Entries for locating named things:
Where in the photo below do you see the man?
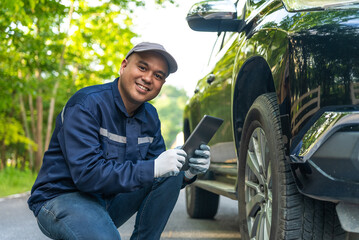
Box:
[28,42,210,240]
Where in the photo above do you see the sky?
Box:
[132,0,217,97]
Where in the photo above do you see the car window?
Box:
[208,32,233,67]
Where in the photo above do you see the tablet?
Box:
[181,115,223,171]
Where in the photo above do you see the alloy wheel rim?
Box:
[244,127,272,240]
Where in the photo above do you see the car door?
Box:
[198,32,238,162]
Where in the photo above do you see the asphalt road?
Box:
[0,190,240,240]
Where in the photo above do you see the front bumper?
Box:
[290,111,359,204]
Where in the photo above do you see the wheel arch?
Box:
[232,56,275,152]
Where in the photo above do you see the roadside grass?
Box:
[0,167,36,197]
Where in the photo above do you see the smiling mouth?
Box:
[136,83,150,92]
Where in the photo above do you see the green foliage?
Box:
[0,0,179,172]
[151,84,188,148]
[0,167,36,197]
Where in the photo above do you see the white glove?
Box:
[155,149,187,178]
[184,144,211,179]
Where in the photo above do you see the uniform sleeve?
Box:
[57,104,154,195]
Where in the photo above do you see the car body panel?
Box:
[184,0,359,201]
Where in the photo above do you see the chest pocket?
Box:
[101,137,126,163]
[138,137,153,160]
[138,143,150,160]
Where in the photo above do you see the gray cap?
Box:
[126,42,178,74]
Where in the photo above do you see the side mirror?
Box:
[186,0,244,32]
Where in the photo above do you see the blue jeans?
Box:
[37,172,183,240]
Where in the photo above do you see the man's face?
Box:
[118,51,168,113]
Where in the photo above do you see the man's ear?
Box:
[119,58,128,75]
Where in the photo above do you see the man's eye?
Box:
[155,74,163,80]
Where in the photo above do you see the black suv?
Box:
[183,0,359,240]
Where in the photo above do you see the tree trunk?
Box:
[19,89,34,169]
[29,94,36,142]
[45,1,74,151]
[35,69,43,171]
[0,140,6,170]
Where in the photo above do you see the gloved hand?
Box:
[184,144,211,179]
[154,149,187,178]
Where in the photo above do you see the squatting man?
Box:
[28,42,214,240]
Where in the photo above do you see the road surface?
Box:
[0,190,240,240]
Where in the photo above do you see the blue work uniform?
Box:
[28,78,165,216]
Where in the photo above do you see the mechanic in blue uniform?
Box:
[28,42,210,240]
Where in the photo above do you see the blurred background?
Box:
[0,0,216,197]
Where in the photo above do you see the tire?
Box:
[237,93,346,240]
[186,185,219,219]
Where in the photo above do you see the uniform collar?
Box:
[112,78,147,122]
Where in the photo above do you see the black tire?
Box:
[237,93,346,240]
[186,185,219,219]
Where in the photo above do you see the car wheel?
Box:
[186,185,219,218]
[237,93,347,240]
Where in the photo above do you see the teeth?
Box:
[137,84,148,91]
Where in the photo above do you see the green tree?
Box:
[151,84,188,148]
[0,0,177,170]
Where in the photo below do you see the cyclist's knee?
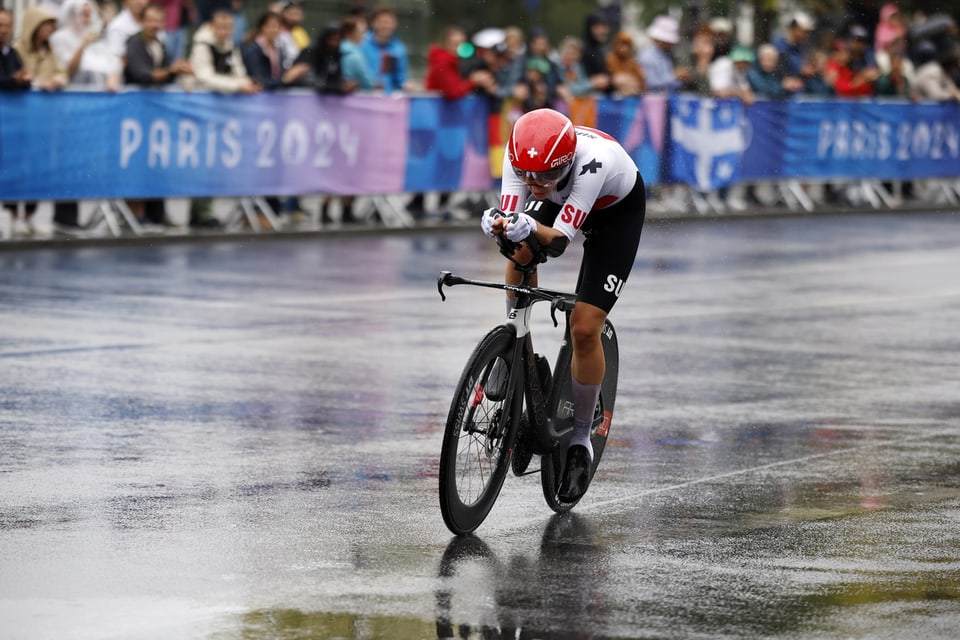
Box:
[570,309,604,351]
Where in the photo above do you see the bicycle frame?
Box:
[437,255,576,455]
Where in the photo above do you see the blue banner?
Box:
[404,96,493,192]
[590,95,667,184]
[669,96,748,191]
[782,100,960,179]
[0,91,960,201]
[741,101,791,181]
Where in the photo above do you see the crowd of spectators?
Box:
[0,0,960,232]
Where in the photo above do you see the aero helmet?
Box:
[507,109,577,187]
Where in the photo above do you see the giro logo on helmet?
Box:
[550,151,573,169]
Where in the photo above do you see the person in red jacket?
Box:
[823,40,880,98]
[424,26,496,100]
[407,26,497,220]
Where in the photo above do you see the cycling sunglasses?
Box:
[513,162,573,187]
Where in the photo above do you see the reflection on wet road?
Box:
[0,214,960,640]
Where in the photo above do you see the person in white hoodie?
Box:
[50,0,123,91]
[190,9,262,94]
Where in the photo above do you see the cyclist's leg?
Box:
[560,175,646,500]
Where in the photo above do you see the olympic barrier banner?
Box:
[0,91,410,200]
[593,95,667,184]
[0,91,960,201]
[670,96,747,191]
[668,96,960,185]
[782,101,960,179]
[404,97,493,192]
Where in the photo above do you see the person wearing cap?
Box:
[747,43,803,100]
[460,27,513,113]
[847,24,879,75]
[709,40,756,105]
[824,39,879,98]
[512,27,563,111]
[423,25,497,100]
[607,31,646,96]
[360,7,413,93]
[773,11,816,78]
[916,40,960,102]
[280,0,310,51]
[580,11,610,91]
[638,16,690,92]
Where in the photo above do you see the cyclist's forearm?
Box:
[534,222,570,255]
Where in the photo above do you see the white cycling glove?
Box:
[507,213,537,242]
[480,207,504,238]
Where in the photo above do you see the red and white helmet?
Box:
[507,109,577,186]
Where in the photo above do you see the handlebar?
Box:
[437,272,577,327]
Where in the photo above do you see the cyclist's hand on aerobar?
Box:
[480,207,507,238]
[480,207,537,242]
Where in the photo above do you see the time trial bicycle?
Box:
[437,236,619,535]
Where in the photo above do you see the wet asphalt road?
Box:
[0,213,960,640]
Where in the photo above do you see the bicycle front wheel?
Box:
[440,326,523,535]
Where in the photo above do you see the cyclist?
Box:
[481,109,646,502]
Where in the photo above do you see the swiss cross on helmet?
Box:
[507,109,577,185]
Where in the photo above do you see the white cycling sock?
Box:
[570,376,600,460]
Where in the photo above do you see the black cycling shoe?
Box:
[557,444,593,502]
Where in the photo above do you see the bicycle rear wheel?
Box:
[440,326,523,535]
[540,321,620,513]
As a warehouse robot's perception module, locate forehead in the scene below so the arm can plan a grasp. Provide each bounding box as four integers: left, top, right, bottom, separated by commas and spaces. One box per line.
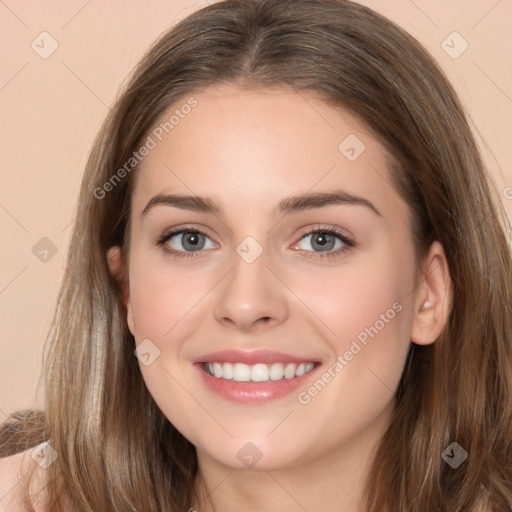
132, 85, 408, 220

What to do: Could you reproduce the material above word for word, leaving out the pictures?

Answer to this problem:
Where in the photo below do you see the man?
Box:
[28,42,210,240]
Where in the photo above do you see the sky?
Box:
[132,0,217,97]
Where in the photo above do you see the car window?
Box:
[208,32,233,67]
Where in the photo above do you see the tablet?
Box:
[181,115,223,171]
Where in the photo above do you see the alloy wheel rim?
Box:
[244,127,272,240]
Where in the photo above do you see the car door?
Box:
[198,32,238,162]
Where in the photo above do you see the asphalt road?
Box:
[0,190,240,240]
Where in the photo above do you see the front bumper?
Box:
[290,111,359,204]
Where in the photo above do you see the wheel arch?
Box:
[232,56,275,152]
Where in the photo above do you see the roadside grass?
Box:
[0,167,36,197]
Where in the photo above do you see the smiling mouth?
Box:
[136,83,150,92]
Where in the photo above do you see the green foliage?
Box:
[0,0,179,172]
[151,84,188,148]
[0,167,36,197]
Where in the photo above do you see the white glove?
Box:
[155,149,187,178]
[184,144,211,179]
Where in the photo above do you see the uniform sleeve?
Box:
[57,104,154,195]
Where in the photo above do you see the car body panel?
Box:
[184,0,359,201]
Where in the photo above do you see the chest pocket?
Box:
[101,137,126,163]
[138,137,153,160]
[138,143,150,160]
Where in the photo above do you see the gray cap?
Box:
[126,42,178,74]
Where in the photo above do you see the side mirror?
Box:
[186,0,244,32]
Where in the photo above do you see the blue jeans?
Box:
[37,172,183,240]
Where in the photo above do you see the man's face?
Box:
[118,51,168,113]
Where in the photo above do you see the man's ear?
Box:
[119,58,128,75]
Where in the photo above do you see the man's eye?
Box:
[155,74,163,80]
Where in the photo above do you see the black suv?
Box:
[183,0,359,240]
Where in the photo above do you see the tree trunk?
Box:
[19,89,34,169]
[29,94,36,142]
[45,1,74,151]
[35,69,43,171]
[0,140,6,170]
Where in the photo above do you see the gloved hand?
Box:
[184,144,211,179]
[154,149,187,178]
Where in the photo above do you see the squatting man?
Box:
[28,42,214,240]
Where in the photo above do you see the road surface?
Box:
[0,190,240,240]
Where in the photo above do you see the blue work uniform?
Box:
[28,78,165,216]
Where in the photo above do you see the mechanic in blue uniform?
Box:
[28,42,210,240]
Where in the photo above do you see the blurred background?
Box:
[0,0,216,197]
Where in the photo above do you see the tire?
Box:
[237,93,346,240]
[186,185,219,219]
Where in the photo above do you see the uniform collar?
Box:
[112,78,147,122]
Where in the photo above do you see the black tire?
Box:
[237,93,346,240]
[186,185,219,219]
Where in the photo above do you see the car wheel?
Box:
[186,185,219,218]
[237,93,347,240]
Where in the photo above do you see the teeth?
Box:
[137,84,148,91]
Where in the photo above do you see the green tree?
Box:
[151,84,188,148]
[0,0,177,170]
Where in the photo below do you see the cyclist's knee?
Box:
[570,309,604,351]
Where in the photo above do you see the bicycle frame?
Box:
[437,255,576,455]
Where in the photo above do you see the blue banner?
Box:
[404,96,493,192]
[590,95,667,184]
[669,96,748,191]
[782,100,960,179]
[0,91,960,201]
[741,101,791,181]
Where in the photo above do you see the crowd of spectators?
Box:
[0,0,960,232]
Where in the photo above do you see the aero helmet?
Box:
[507,109,577,187]
Where in the photo above do you see the giro logo on helmet?
Box:
[550,151,573,169]
Where in the photo above do you see the person in red jacket?
Box:
[823,40,880,98]
[424,26,496,100]
[407,26,497,220]
Where in the photo above do you see the cycling sunglasses?
Box:
[513,162,573,187]
Where in the photo above do you see the reflection on wet road?
Box:
[0,214,960,640]
Where in the photo above do you see the person in white hoodie?
Box:
[50,0,123,91]
[190,9,262,94]
Where in the photo above do you see the cyclist's leg?
Box:
[560,175,646,500]
Where in the photo above do you see the olympic barrier banner?
Box:
[0,91,410,200]
[593,95,667,184]
[0,91,960,201]
[670,96,747,191]
[668,96,960,185]
[782,101,960,179]
[404,97,493,192]
Where in the photo above do you see the person wearing cap?
Box:
[747,43,803,100]
[460,27,513,113]
[847,24,879,75]
[709,40,756,105]
[824,39,879,98]
[512,27,563,111]
[423,25,497,100]
[607,31,646,96]
[360,7,413,93]
[773,11,816,78]
[916,40,960,102]
[280,0,310,51]
[580,11,610,91]
[638,16,690,92]
Where in the photo above do you see the cyclist's forearm?
Box:
[534,222,570,255]
Where in the photo above do you see the white cycling glove?
Box:
[507,213,537,242]
[480,207,504,238]
Where in the photo above do you see the red and white helmet?
Box:
[507,109,577,186]
Where in the photo above do you see the handlebar?
Box:
[437,272,577,327]
Where in the photo above do you see the cyclist's hand on aerobar?
Box:
[480,207,507,238]
[480,207,537,242]
Where in the photo above do you see the time trial bicycle?
Box:
[437,236,619,535]
Where in the photo above do you see the wet asphalt road?
Box:
[0,213,960,640]
Where in the photo above do you see the bicycle front wheel?
Box:
[440,326,523,535]
Where in the photo above do you see the cyclist?
Box:
[481,109,646,502]
Where in the photo above do you see the swiss cross on helmet?
Box:
[507,109,577,185]
Where in the photo above do you see the white cycling sock?
Box:
[570,376,600,460]
Where in the photo above do you see the black cycling shoe?
Box:
[557,444,593,502]
Where in the photo above do you see the bicycle rear wheel?
Box:
[440,326,523,535]
[540,321,620,513]
As a warehouse robot's perception module, locate forehead in the scene below so the arm can plan a grasp. Provide each bounding box as four integers: left, top, right, bottom, separated by commas and spaces. One box per line.
132, 85, 408, 220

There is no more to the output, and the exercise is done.